Some states are seeing a significant decrease in the amount of opioids received by injured workers, according to a new study. Reductions between 20 percent and 31 percent were seen in Maryland, Massachusetts, Michigan, Oklahoma, North Carolina, and Texas.
The study, by the Workers Compensation Research Institute, looked at 337,000 workers’ compensation claims in 25 states, and the 1.9 million prescriptions linked to those claims. The study compared the amount of opioids prescribed per claim over two 24-month periods. One period ended in March 2012, and the other in March 2014.
The reductions in opioid claims coincided with reforms directed at opioid use, HealthDay reports.
Workers who were off work for more than seven days were most likely to be prescribed opioids. Between 65 percent and 80 percent of these injured workers who were given pain medications received opioids in most states. Injured workers in Louisiana, New York and Pennsylvania were prescribed the highest average amounts of opioids.
Between 1 percent and 9 percent of injured workers were simultaneously prescribed opioids and benzodiazepines, while between 30 percent and 45 percent simultaneously received prescriptions for opioids and muscle relaxants.
“This information should be useful for state officials who wonder if the use of opioids is unusual in their state, payors and managed care companies looking to set priorities for targeting opioid management programs, injured workers and worker advocates looking to understand the extent of the problem in their state, and providers who wonder what the prescribing norms in their state may be and if the state norms are unusual,” Dr. Vennela Thumula, an author of the study, said in a news release.

*DATA SUPPLIED*:
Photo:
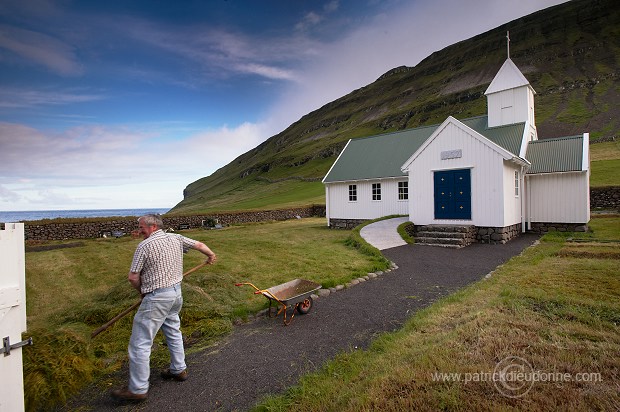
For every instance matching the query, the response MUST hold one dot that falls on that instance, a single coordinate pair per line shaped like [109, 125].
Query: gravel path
[264, 357]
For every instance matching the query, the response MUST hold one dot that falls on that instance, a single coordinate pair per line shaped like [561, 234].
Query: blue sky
[121, 104]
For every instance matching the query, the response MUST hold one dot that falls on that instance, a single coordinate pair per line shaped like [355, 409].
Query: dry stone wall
[92, 228]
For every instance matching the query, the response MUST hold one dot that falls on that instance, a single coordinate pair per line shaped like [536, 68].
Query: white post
[12, 315]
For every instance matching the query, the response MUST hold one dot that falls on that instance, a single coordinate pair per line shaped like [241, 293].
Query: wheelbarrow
[294, 294]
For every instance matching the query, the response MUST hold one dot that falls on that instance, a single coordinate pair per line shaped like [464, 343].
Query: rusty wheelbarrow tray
[295, 294]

*EXERCISE REQUIREMENTS*:
[a] Decide whether each statement below agrees with the article on opioid prescribing for injured workers, answering yes or no and quoting the words from the article that decide it. (i) The study compared opioid amounts per claim across two 12-month periods. (ii) Injured workers in Louisiana, New York and Pennsylvania received the highest average amounts of opioids. (iii) Between 30 percent and 45 percent of injured workers were prescribed opioids and benzodiazepines at the same time.
[b] Turn the paragraph of the article on opioid prescribing for injured workers that begins "Workers who were off work" into a short bulleted list that keeps its main facts.

*SOLUTIONS IN ORDER*:
[a]
(i) No: "The study compared the amount of opioids prescribed per claim over two 24-month periods."
(ii) Yes: "Injured workers in Louisiana, New York and Pennsylvania were prescribed the highest average amounts of opioids."
(iii) No: "Between 1 percent and 9 percent of injured workers were simultaneously prescribed opioids and benzodiazepines"

[b]
- Workers off work for more than seven days were the most likely to be prescribed opioids.
- In most states, 65 to 80 percent of these injured workers who received pain medications were given opioids.
- Injured workers in Louisiana, New York and Pennsylvania were prescribed the highest average amounts of opioids.